● **Set exercise A**: In the essay below, what does Bazin say lies at the origin of painting and sculpture?
● **Set exercise B**: Transcribe everything in the essay below from "The Paper from Hell" down to "my writing is.".
● **Set exercise C**: Render this sentence from the essay below in Spanish: "The act of preservation is thus common to both realist and non-representational art."

● **Passage provided**:

^^^^^^^^

The Paper from Hell

by Jinryu

I really had so very little to write in this paper, because I’ve never really studied any art history or anything. So, this is a paper that I sorta made my way through with a great deal of difficulty and with a lot of fluff. It turns out to feel more like a bit bit of a metaphysics paper than a philosophy of aesthetics paper, but welll……………… I thought I’d just put it here so I could look back at it someday and laugh about how convoluted some of my writing is.

 

 

 

Function or form?  Realism or abstraction?  The art world is a dialectic between the two camps: one advocates art as realistic representation, striving to capture with accuracy that which it is modeled after; the other suggests that art is abstraction, or non-representational, striving to allude to meaning extrinsic of the original model. But is art ever exclusively abstract, or realistic?  And furthermore, is the nature of art, either as one or both of these qualifications, static?  This paper aims to demonstrate that art is always composed of both realistic and non-representational elements simultaneously, and that the ratio of these two qualifications is dynamic.

We can approach the dual nature of art by attempting to isolate it as distinctly realist or non-representational.  First though, we must determine what about art is realist or non-representational; we must isolate the root concept of art up until the specific point where it appears to separate into two branches of qualifications.  This junction, this last common denominator, is a want to preserve an idea.  “At the origin of painting and sculpture, there lies a mummy complex,” (9) says Bazin.  “To preserve, artificially, his bodily appearance is to snatch it from the flow of time, to sow it away neatly, so to speak, in the hold of life” (9).  In that sense, an object of art is meant to take an idea and present it in a time and place separate from its original occurrence.

This representation outside of an original occurrence is an act of preservation. The act of preservation is thus common to both realist and non-representational art.  The disagreement lies not in the act of preservation, but in the idea following it: that which is target of preservation.  The concept of realist or abstract comes to refer to this target idea’s distance from the model.  Is the idea we are trying to preserve intrinsic in the model, or is it extrinsic?

^^^^^^^^

● **Records supplied**:

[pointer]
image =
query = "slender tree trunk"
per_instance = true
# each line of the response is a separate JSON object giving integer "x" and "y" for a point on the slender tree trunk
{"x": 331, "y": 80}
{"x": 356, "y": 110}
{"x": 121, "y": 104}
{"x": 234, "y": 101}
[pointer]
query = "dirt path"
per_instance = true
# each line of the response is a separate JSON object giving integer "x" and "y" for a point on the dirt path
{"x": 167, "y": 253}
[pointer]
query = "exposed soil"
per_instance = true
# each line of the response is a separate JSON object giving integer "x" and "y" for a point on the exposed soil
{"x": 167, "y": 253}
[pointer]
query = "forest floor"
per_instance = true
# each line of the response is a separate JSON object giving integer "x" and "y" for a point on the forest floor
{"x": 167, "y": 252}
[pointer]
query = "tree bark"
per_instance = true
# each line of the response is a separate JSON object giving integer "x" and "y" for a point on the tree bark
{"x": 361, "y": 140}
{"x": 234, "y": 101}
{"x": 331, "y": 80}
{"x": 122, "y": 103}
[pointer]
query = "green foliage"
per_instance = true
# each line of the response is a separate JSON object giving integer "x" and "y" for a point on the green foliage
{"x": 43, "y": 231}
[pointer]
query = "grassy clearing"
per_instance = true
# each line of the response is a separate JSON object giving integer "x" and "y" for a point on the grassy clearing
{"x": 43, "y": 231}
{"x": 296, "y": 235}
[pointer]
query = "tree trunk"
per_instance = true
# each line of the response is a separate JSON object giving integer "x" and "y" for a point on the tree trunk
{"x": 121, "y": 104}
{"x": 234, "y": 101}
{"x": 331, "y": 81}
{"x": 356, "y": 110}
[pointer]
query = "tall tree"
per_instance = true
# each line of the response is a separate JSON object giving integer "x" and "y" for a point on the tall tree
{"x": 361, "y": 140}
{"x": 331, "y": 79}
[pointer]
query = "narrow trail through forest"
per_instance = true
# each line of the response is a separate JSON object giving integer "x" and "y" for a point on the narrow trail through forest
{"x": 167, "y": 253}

^^^^^^^^

● **Result A**: A mummy complex.

● **Result B**:
The Paper from Hell

by Jinryu

I really had so very little to write in this paper, because I’ve never really studied any art history or anything. So, this is a paper that I sorta made my way through with a great deal of difficulty and with a lot of fluff. It turns out to feel more like a bit bit of a metaphysics paper than a philosophy of aesthetics paper, but welll……………… I thought I’d just put it here so I could look back at it someday and laugh about how convoluted some of my writing is.

● **Result C**: Así, el acto de preservación es común tanto al arte realista como al arte no representativo.